* [To be done] Reproduce verbatim the portion of the passage below on the origins of Scaramouche the Kingmaker that falls between "In January 1930, Rafael" and "(as a serial).", inclusive.

In January 1930, Rafael was planning a novel taking André-Louis to Venice.  That same month he walked out on his wife and by May he was in Paris.  In November he said he had been reading about the French India Company affair.  In April 1931, the first part of Scaramouche the Kingmaker appeared (as a serial).

What options did French history offer Rafael?  By April 1794 the self-proclaimed Louis XVIII was in Verona, a part of the Venetian Republic.  He remained just over two years, and in May 1796 had to leave.  The final year of the Republic’s life offered scope for a story of adventure – but suitable for André-Louis?  What could he be doing from August 1792 until May 1796?  It is true that the disastrous landing at Quiberon Bay took place in June 1795, but Rafael would have to give it scant attention if he was to take André-Louis zigzagging across Western Europe to both Quiberon and Venice.  Besides, Venice was a byway, whereas Quiberon effectively extinguished realistic hopes of a restoration of absolute monarchy in France.

Rafael, footloose and fancy-free in Paris during the early months of 1930 (and undoubtedly in May) could spend time in the national library or in the bookshops.  The Apologia of François Chabot, the many books by G. Lenotre, were all to hand.  Is that how he found his continuation of André-Louis’ story?  Yet, at the end of this continuation, André had to return to Hamm in search of the Kercadious.  There could be no further involvement in the French Revolution’s course.  However, there remained two tempting episodes to explore: the taking of Venice, and the landing at Quiberon.

* [Data extract]
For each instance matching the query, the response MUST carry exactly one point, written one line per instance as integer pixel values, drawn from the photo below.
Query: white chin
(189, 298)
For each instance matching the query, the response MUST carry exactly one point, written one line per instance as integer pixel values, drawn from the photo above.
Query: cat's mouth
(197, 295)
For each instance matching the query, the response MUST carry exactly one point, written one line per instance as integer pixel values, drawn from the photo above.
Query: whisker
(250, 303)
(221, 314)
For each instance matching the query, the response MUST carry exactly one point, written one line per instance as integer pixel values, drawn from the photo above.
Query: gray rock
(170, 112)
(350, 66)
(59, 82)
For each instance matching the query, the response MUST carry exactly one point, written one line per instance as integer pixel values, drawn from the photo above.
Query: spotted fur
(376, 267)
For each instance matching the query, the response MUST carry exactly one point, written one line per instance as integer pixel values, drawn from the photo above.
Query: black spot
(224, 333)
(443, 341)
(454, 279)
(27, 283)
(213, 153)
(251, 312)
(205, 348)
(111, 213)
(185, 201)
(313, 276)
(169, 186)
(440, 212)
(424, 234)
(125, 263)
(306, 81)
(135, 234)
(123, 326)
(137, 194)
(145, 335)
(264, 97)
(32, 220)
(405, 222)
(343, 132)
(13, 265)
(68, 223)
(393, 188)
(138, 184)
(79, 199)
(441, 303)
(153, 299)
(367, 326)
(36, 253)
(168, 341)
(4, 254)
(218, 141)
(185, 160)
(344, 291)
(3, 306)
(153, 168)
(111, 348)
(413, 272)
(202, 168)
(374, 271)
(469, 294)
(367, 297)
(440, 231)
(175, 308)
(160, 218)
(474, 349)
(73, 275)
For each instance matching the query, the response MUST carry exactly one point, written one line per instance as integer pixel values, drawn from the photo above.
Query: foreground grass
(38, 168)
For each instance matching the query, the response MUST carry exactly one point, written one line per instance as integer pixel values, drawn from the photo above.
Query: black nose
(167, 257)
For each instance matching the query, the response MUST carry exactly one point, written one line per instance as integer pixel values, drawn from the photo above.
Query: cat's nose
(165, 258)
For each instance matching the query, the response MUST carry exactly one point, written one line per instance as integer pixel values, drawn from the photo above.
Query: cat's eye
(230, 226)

* [Solved exercise]
In January 1930, Rafael was planning a novel taking André-Louis to Venice.  That same month he walked out on his wife and by May he was in Paris.  In November he said he had been reading about the French India Company affair.  In April 1931, the first part of Scaramouche the Kingmaker appeared (as a serial).